Copy all of the data below word for word, leaving nothing out.

--- Provided material ---

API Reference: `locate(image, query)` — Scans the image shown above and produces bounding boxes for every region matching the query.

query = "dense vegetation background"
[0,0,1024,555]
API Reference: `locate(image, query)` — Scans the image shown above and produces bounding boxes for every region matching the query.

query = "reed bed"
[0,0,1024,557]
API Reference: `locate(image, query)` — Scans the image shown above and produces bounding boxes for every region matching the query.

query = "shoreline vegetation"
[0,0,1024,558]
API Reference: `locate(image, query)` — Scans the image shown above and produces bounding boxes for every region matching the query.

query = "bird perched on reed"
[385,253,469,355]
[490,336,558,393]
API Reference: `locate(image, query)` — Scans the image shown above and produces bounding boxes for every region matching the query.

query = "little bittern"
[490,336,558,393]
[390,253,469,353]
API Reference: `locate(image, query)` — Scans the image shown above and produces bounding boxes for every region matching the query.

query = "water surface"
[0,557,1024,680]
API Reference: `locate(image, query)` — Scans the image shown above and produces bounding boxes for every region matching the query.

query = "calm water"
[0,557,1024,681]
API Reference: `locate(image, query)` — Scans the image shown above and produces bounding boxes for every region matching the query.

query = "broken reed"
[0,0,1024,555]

---

Result of the task –
API Reference: `locate(image, query)` — Scans the image shown above and produces bounding boxes for every region matching the query.

query = "dense vegetation background"
[0,0,1024,555]
API Reference: `locate(image, query)` — Scans the image shown above and produces bounding boxes for every region matching the query.

query = "reed bed"
[0,0,1024,557]
API Reference: `locate(image, query)` — Scans the image shown above and produces bounding boxes for every region matching the query.

query = "shoreline vegetation"
[0,0,1024,558]
API Reference: `locate(image, query)` — Scans the image shown above and produces bounding boxes for every region matching the query.

query = "bird perched on reed"
[385,253,469,355]
[490,336,558,393]
API Reference: `locate(image, query)` — Scans the image shown above and produces bounding boxes for every region matching the query.

query = "little bittern"
[490,336,558,393]
[390,253,469,353]
API Reference: `locate(image, query)` — Scans the image shown above and produces bounding boxes for every region matching the query.

query = "water surface"
[0,557,1024,680]
API Reference: `locate(image, query)` — Scans the image shown above and produces bounding boxes for every region matching the query.

query = "calm water"
[0,557,1024,681]
API Reference: `locate(image, query)` — Scans the image shown above and produces bounding boxes for every region matching the query.

query = "broken reed"
[0,0,1024,555]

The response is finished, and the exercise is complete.